→ Activity
Copy the pipeline snippet starting at "if len(lines) <" and ending at "wrong with this?", substituting "draft_result" for "cheap_result" everywhere it occurs.

→ Excerpted passage
Snippet 1: The pipeline
async def process_post(text: str) -> Classification | None:
# Stage 1: metadata filter
if len(text) < 20 or detect_language(text) != "en":
return None
# Stage 2: shape filter
lines = text.strip().split("\n")
if len(lines) < 3 or avg_line_length(lines) > 60:
return None
# Stage 3: profanity filter
if contains_profanity(text):
return None
# Stage 4: cheap LLM
cheap_result = await classify_with_llm(text, model="gpt-5-mini")
if cheap_result.confidence < 0.8:
return None
# Stage 5: smart LLM
return await classify_with_llm(text, model="gpt-5.4")
Q: What's wrong with this?
Problem: no abstraction over pipeline stages
I see ghosts of unnamed abstractions!!!
Every stage is a different function with a different signature, and the pipeline logic (the sequence of filters) is tangled with the filtering logic.

→ Information shown
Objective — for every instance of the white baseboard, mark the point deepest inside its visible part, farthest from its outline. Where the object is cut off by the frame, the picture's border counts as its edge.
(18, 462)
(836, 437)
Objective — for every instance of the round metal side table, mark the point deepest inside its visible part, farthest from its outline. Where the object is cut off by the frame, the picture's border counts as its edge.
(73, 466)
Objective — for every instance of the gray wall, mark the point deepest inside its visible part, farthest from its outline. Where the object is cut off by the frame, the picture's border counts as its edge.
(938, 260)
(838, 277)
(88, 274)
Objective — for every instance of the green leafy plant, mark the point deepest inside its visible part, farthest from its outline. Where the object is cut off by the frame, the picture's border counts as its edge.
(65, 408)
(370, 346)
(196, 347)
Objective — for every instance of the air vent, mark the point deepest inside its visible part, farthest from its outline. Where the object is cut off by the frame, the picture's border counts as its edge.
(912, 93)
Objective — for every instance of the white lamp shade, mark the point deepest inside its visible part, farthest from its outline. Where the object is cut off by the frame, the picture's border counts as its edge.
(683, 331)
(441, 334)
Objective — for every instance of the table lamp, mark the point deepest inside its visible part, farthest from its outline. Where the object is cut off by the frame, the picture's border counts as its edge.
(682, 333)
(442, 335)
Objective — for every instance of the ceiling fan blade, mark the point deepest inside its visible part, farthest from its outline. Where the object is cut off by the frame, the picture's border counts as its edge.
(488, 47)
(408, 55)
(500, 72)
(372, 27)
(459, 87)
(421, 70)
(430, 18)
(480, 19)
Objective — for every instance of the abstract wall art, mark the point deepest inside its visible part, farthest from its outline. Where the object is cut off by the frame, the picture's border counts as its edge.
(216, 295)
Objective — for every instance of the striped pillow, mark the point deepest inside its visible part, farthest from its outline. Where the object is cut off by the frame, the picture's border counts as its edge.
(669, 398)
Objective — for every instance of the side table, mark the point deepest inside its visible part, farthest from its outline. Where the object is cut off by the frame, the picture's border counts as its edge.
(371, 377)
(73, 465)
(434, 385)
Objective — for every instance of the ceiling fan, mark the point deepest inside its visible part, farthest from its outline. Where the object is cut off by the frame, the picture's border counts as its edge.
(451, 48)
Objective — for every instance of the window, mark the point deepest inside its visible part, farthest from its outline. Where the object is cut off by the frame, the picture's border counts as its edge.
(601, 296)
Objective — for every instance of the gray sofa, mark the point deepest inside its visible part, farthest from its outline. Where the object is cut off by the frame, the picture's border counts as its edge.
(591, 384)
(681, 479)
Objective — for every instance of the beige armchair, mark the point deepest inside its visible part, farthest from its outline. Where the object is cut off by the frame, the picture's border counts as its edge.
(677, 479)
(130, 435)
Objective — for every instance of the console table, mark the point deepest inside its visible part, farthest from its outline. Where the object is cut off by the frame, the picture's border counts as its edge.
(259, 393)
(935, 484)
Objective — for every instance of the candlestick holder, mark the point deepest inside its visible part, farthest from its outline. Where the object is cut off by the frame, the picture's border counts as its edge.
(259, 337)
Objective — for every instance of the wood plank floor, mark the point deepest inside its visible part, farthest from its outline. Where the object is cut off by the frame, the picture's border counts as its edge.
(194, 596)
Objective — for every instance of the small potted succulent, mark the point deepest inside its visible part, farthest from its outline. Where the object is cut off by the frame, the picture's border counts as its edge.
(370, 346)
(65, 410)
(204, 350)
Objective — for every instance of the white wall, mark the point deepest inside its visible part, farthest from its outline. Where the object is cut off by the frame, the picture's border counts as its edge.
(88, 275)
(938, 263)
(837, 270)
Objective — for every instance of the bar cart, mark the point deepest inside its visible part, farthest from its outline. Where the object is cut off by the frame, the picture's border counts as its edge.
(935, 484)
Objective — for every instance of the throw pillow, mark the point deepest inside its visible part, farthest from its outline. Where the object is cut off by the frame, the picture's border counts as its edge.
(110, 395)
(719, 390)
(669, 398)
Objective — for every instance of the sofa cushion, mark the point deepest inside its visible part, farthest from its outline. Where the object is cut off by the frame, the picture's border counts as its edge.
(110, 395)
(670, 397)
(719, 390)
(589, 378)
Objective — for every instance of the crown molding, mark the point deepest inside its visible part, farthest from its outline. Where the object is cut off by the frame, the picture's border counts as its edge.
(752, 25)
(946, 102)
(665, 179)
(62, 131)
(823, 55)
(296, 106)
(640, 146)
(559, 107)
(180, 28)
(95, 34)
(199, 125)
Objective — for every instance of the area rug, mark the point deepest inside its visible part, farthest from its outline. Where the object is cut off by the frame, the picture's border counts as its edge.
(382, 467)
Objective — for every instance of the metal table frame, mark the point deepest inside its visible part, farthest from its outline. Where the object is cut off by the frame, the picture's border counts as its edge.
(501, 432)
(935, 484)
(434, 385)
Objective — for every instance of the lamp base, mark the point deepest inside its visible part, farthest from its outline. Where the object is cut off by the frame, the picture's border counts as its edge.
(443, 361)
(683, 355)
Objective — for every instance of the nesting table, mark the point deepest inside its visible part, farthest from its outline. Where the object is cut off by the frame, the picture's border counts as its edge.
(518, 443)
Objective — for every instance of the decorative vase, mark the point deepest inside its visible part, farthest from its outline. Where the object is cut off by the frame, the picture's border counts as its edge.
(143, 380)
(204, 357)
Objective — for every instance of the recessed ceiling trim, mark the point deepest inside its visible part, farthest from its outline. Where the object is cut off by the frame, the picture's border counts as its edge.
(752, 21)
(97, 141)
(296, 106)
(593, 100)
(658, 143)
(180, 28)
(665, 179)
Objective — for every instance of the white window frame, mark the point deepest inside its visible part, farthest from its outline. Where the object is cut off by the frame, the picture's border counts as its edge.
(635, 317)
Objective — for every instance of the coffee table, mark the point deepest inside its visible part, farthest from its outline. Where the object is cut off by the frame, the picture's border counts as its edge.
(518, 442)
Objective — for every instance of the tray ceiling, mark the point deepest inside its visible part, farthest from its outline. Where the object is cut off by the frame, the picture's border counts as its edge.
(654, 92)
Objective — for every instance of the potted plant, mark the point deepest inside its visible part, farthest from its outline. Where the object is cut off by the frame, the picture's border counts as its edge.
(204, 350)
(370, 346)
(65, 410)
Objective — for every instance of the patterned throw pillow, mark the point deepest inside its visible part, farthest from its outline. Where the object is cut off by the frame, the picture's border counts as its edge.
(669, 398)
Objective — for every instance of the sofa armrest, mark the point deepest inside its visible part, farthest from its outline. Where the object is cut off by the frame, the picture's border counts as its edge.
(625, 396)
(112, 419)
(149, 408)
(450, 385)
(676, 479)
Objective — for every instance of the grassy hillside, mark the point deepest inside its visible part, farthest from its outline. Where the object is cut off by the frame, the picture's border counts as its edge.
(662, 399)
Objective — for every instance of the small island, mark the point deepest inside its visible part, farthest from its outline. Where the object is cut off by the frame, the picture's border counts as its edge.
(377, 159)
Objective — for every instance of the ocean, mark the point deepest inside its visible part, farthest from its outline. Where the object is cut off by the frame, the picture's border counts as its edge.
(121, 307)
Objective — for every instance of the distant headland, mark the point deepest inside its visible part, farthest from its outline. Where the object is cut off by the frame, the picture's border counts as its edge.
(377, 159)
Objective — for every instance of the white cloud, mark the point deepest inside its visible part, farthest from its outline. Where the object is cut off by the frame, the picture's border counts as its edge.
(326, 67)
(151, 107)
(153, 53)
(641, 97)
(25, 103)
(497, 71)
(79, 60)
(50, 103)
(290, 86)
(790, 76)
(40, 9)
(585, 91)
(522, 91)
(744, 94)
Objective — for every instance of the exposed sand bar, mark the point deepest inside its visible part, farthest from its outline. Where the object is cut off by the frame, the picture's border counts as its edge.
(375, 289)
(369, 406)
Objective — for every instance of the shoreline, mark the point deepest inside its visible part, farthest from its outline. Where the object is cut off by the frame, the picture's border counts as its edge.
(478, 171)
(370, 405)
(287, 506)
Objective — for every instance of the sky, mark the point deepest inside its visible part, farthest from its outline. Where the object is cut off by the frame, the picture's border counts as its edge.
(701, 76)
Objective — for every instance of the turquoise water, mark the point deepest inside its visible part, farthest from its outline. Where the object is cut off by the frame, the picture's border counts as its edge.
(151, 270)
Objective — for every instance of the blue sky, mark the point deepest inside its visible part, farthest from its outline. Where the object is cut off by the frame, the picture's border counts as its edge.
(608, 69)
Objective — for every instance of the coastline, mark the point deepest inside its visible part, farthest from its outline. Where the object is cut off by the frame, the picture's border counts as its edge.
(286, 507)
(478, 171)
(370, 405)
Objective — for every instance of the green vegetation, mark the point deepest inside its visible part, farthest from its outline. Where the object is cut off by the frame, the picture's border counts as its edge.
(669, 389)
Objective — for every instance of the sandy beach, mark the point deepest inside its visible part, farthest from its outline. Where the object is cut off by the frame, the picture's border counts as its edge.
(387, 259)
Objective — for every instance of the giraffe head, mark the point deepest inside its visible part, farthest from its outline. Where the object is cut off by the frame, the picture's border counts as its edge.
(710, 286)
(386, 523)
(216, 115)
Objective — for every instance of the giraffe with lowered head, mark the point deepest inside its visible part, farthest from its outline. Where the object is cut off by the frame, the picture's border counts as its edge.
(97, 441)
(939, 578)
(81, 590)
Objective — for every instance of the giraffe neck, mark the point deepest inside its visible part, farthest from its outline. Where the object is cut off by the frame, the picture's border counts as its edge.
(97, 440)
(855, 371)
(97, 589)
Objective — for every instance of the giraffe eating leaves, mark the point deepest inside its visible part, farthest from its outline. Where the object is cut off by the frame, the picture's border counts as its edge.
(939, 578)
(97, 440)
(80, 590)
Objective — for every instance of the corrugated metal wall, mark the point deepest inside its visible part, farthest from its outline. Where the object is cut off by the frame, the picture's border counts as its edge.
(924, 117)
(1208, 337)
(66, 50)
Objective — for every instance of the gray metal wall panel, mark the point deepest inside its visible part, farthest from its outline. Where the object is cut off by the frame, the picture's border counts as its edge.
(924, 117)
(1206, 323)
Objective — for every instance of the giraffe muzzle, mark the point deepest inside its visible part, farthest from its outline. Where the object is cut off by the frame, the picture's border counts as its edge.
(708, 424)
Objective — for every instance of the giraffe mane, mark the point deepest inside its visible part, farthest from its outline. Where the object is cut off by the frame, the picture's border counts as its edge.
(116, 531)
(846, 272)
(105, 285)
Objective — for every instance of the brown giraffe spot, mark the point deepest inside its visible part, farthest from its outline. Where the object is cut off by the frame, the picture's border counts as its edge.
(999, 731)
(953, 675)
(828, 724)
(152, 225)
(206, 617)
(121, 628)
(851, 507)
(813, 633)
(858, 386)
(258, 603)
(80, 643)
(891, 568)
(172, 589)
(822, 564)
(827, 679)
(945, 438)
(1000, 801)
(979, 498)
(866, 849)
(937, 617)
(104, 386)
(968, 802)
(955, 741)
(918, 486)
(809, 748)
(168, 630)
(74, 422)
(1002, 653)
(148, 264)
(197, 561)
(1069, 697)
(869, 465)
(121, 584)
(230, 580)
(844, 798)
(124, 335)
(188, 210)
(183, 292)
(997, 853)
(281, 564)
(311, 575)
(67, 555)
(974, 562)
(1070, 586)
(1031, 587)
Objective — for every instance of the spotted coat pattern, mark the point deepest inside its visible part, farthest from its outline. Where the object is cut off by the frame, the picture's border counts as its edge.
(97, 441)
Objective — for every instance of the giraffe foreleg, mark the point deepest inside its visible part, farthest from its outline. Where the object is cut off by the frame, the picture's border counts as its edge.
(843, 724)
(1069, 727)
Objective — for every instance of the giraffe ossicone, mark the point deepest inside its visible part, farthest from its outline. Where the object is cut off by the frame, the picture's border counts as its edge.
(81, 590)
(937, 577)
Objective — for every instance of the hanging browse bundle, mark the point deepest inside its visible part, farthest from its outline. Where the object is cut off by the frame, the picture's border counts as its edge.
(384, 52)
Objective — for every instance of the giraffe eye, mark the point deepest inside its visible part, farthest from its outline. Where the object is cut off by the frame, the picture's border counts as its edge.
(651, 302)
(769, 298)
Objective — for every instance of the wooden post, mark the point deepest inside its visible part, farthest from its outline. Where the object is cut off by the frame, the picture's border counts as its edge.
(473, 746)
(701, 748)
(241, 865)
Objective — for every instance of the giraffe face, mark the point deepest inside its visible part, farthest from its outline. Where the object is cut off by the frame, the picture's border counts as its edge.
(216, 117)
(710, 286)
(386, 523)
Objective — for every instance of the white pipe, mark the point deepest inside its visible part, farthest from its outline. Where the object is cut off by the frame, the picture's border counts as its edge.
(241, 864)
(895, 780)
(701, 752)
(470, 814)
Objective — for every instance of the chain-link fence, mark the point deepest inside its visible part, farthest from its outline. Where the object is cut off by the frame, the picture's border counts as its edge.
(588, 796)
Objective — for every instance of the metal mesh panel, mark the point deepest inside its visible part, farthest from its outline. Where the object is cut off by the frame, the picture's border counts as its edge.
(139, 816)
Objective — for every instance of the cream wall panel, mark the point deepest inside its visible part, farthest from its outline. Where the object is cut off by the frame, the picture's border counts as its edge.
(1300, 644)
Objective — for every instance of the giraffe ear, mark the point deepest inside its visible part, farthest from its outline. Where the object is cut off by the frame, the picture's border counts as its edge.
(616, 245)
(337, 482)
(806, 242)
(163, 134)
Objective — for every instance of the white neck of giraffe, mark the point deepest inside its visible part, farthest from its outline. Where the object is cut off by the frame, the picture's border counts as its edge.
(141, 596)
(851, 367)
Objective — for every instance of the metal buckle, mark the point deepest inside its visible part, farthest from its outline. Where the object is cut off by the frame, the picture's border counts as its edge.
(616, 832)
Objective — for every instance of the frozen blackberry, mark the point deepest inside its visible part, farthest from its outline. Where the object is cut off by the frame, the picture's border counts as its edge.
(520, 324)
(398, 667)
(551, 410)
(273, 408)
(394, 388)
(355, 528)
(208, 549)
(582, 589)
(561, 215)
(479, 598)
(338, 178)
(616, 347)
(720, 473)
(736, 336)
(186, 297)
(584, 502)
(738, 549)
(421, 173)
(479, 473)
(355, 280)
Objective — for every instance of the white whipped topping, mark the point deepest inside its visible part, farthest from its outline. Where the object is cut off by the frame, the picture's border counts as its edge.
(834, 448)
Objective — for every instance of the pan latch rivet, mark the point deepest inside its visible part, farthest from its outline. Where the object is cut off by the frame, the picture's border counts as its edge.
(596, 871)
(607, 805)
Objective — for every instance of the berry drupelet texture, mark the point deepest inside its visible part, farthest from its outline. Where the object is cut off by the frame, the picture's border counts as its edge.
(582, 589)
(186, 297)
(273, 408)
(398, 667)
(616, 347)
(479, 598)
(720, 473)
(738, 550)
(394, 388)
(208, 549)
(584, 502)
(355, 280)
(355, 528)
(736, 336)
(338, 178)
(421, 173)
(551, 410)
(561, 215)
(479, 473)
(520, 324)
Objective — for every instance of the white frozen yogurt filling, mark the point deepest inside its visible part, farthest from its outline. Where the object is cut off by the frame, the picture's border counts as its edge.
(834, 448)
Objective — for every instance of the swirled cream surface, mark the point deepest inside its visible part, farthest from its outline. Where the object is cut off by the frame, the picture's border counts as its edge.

→ Response box
if len(lines) < 3 or avg_line_length(lines) > 60:
return None
# Stage 3: profanity filter
if contains_profanity(text):
return None
# Stage 4: cheap LLM
draft_result = await classify_with_llm(text, model="gpt-5-mini")
if draft_result.confidence < 0.8:
return None
# Stage 5: smart LLM
return await classify_with_llm(text, model="gpt-5.4")
Q: What's wrong with this?